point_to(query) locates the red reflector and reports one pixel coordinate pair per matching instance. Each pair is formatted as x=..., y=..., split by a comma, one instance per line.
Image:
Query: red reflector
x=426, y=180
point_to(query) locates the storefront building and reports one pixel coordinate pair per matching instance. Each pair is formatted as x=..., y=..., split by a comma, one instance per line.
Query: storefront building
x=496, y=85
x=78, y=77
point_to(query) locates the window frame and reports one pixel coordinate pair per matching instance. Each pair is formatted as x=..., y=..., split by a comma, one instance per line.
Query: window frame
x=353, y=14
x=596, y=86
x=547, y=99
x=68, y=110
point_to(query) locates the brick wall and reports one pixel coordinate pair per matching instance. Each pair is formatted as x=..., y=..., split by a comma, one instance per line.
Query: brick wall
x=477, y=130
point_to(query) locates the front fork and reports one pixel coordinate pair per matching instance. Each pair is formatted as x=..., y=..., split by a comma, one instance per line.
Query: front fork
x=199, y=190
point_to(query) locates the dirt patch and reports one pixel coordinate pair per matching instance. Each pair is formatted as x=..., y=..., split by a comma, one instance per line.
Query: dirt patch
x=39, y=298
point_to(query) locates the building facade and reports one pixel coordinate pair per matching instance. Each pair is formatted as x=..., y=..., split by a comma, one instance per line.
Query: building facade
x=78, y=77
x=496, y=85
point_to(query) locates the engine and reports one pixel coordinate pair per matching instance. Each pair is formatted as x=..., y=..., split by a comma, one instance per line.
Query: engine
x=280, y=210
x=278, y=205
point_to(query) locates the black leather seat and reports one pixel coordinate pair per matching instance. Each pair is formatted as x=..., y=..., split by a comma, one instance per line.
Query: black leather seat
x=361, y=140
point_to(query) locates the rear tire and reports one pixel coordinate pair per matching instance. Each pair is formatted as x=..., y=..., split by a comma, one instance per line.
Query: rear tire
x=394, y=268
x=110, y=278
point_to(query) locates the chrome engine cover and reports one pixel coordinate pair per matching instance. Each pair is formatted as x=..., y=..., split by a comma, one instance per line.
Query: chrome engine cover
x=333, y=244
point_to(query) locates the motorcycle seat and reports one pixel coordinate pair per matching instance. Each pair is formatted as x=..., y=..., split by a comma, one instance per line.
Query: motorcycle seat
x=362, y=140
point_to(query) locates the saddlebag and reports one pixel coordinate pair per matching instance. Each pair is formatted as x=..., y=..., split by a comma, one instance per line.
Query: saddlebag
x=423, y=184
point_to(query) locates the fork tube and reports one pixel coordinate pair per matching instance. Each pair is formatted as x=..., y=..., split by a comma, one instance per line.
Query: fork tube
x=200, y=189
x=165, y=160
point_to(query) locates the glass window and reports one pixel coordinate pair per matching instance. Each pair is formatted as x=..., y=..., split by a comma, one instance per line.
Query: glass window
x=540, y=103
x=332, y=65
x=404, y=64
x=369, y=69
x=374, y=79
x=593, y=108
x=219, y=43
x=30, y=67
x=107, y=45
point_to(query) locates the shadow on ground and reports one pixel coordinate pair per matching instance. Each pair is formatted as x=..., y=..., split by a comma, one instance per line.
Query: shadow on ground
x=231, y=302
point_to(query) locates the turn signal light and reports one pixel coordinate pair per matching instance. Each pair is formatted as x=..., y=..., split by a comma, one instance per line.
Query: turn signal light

::::::

Starting at the line containing "point_to(query) locates the glass" and ending at the last of the rows, write those lines out again with "glass window" switched to "display window" and nothing else changed.

point_to(query) locates the display window and reports one pixel coordinate pair per matching instance. Each pair is formatted as x=..., y=..., split by a comma, one instance per line.
Query: display window
x=540, y=103
x=332, y=65
x=404, y=64
x=369, y=69
x=374, y=79
x=593, y=108
x=219, y=43
x=30, y=67
x=107, y=45
point_to(query) locates the shadow on ground and reports one pixel coordinate pair per matching instance. Each pair is formatted as x=..., y=..., split by a comma, one instance per line.
Query: shadow on ground
x=231, y=302
point_to(query) locates the turn signal light and reports one pixel coordinate pair per matching instance. Each pair is formatted as x=..., y=..., split by a comma, one instance per line.
Query: turn signal light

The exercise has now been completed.